━━━━━ PROVIDED MATERIAL ━━━━━

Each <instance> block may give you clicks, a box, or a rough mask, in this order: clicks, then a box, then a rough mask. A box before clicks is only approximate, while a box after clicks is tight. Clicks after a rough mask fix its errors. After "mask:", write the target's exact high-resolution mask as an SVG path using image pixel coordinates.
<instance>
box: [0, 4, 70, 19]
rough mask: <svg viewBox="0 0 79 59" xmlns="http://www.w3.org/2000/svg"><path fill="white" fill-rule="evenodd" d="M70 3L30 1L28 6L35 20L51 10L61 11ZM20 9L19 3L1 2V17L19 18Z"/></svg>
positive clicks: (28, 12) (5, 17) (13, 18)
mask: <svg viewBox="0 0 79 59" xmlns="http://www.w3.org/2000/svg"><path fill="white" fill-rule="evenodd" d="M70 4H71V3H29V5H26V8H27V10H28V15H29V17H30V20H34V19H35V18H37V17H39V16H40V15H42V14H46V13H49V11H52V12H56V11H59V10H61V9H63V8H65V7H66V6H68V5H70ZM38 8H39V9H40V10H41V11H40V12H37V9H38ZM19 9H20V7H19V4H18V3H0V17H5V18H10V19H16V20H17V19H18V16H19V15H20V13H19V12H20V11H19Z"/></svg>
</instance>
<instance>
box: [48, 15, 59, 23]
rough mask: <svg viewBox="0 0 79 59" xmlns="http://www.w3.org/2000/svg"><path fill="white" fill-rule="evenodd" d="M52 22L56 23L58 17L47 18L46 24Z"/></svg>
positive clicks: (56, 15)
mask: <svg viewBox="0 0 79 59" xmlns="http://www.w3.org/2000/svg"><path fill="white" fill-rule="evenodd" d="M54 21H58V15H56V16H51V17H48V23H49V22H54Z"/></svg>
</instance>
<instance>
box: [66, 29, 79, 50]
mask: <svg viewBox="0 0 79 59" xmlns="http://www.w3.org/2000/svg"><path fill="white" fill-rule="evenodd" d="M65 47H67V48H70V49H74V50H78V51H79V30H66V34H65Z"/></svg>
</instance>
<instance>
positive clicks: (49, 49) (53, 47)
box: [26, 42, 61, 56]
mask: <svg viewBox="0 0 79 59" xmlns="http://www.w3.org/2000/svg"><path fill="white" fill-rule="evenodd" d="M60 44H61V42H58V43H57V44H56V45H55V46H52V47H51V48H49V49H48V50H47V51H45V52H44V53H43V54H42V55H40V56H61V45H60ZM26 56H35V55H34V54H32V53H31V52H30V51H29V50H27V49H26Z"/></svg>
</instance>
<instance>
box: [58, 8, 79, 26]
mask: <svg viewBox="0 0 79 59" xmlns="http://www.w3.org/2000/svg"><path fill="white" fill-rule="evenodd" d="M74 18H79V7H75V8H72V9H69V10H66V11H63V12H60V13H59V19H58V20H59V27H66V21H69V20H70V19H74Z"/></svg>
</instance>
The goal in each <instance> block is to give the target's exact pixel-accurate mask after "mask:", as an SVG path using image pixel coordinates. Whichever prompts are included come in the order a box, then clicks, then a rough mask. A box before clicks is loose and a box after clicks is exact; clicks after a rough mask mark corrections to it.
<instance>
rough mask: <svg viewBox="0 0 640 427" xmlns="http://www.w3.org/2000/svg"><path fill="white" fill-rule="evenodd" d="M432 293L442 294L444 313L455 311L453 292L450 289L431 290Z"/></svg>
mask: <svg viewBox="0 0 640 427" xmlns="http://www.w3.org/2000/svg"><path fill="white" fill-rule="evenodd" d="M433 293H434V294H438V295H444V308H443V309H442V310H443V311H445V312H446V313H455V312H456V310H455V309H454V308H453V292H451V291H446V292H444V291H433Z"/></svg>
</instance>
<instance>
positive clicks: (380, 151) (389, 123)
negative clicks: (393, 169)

━━━━━

== HOW TO COMPLETE THIS TASK ==
Pick out every line of the material that contains the word "clicks", matching case exactly.

== ANSWER AREA ==
Each <instance> block may give you clicks, a box, or a rough mask, in this order: clicks, then a box, then a rough mask. A box before clicks is only approximate, while a box after clicks is tight. Clicks after a rough mask fix its errors. After "mask:", write the target's exact high-resolution mask as an SVG path using image pixel coordinates.
positive clicks: (28, 12) (5, 17) (13, 18)
positive clicks: (56, 15)
positive clicks: (49, 49) (53, 47)
The goal in each <instance> block is to give the target's exact pixel-accurate mask after "mask:", as an SVG path using image pixel coordinates. Whichever prompts are included come in the order a box, then clicks, then a rough mask. A box before clicks is loose and a box after clicks is exact; clicks after a rough mask mark corrections to it.
positive clicks: (380, 151) (389, 123)
negative clicks: (393, 169)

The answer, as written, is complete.